• [WHAT IS NEEDED] Reproduce the material below line for line, with no changes to any character or to the order.
# # # # #
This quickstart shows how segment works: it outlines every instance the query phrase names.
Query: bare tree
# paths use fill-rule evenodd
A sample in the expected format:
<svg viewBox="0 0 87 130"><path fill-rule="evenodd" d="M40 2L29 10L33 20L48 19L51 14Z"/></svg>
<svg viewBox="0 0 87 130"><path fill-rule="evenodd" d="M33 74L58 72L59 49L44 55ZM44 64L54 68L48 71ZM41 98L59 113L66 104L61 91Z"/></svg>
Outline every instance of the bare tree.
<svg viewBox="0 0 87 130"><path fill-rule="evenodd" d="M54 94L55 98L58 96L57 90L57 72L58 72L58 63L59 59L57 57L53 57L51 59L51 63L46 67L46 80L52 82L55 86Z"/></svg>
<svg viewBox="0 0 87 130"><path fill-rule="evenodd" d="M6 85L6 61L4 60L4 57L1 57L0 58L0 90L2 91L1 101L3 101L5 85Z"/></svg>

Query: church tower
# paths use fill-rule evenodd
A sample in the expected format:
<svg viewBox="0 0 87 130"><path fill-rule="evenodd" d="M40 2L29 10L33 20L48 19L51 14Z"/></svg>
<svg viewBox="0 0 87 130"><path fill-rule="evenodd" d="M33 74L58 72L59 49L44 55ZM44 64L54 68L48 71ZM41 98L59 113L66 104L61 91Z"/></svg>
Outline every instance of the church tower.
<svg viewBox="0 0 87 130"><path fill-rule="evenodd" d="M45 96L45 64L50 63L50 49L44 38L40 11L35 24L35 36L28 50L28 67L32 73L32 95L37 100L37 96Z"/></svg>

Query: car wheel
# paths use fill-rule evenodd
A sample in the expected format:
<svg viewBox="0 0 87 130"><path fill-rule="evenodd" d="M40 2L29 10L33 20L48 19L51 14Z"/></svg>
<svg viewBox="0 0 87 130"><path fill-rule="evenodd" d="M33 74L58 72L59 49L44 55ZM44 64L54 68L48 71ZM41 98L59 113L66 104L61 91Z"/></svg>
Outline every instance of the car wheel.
# # # # #
• [CORRECT RESULT]
This quickstart shows how segment works: it outlines every instance the query phrase names.
Query: bare tree
# paths use fill-rule evenodd
A sample in the expected format:
<svg viewBox="0 0 87 130"><path fill-rule="evenodd" d="M40 2L29 10L33 20L48 19L51 14Z"/></svg>
<svg viewBox="0 0 87 130"><path fill-rule="evenodd" d="M33 74L58 72L59 49L44 55ZM44 64L54 68L48 71ZM41 98L59 113L66 104L61 91Z"/></svg>
Outline every instance of the bare tree.
<svg viewBox="0 0 87 130"><path fill-rule="evenodd" d="M54 94L55 98L58 96L57 90L57 72L58 72L58 63L59 59L57 57L53 57L51 59L51 63L46 67L46 80L52 82L55 86Z"/></svg>
<svg viewBox="0 0 87 130"><path fill-rule="evenodd" d="M6 85L6 61L4 60L4 57L1 57L0 58L0 90L2 91L1 101L3 101L5 85Z"/></svg>

Query: church tower
# paths use fill-rule evenodd
A sample in the expected format:
<svg viewBox="0 0 87 130"><path fill-rule="evenodd" d="M40 2L29 10L33 20L48 19L51 14Z"/></svg>
<svg viewBox="0 0 87 130"><path fill-rule="evenodd" d="M33 74L58 72L59 49L44 55ZM44 64L54 68L48 71ZM41 98L59 113L66 104L61 91Z"/></svg>
Outline every instance of the church tower.
<svg viewBox="0 0 87 130"><path fill-rule="evenodd" d="M45 96L45 64L50 63L50 49L44 38L40 11L35 24L35 36L28 50L28 67L32 73L32 95L37 100L37 96Z"/></svg>

Query: car wheel
# paths use fill-rule evenodd
A sample in the expected format:
<svg viewBox="0 0 87 130"><path fill-rule="evenodd" d="M40 2L29 10L33 20L48 19L51 14Z"/></svg>
<svg viewBox="0 0 87 130"><path fill-rule="evenodd" d="M33 74L58 72L59 49L44 55ZM44 64L54 68L48 71ZM41 98L59 113L66 104L61 91Z"/></svg>
Outline every instance of the car wheel.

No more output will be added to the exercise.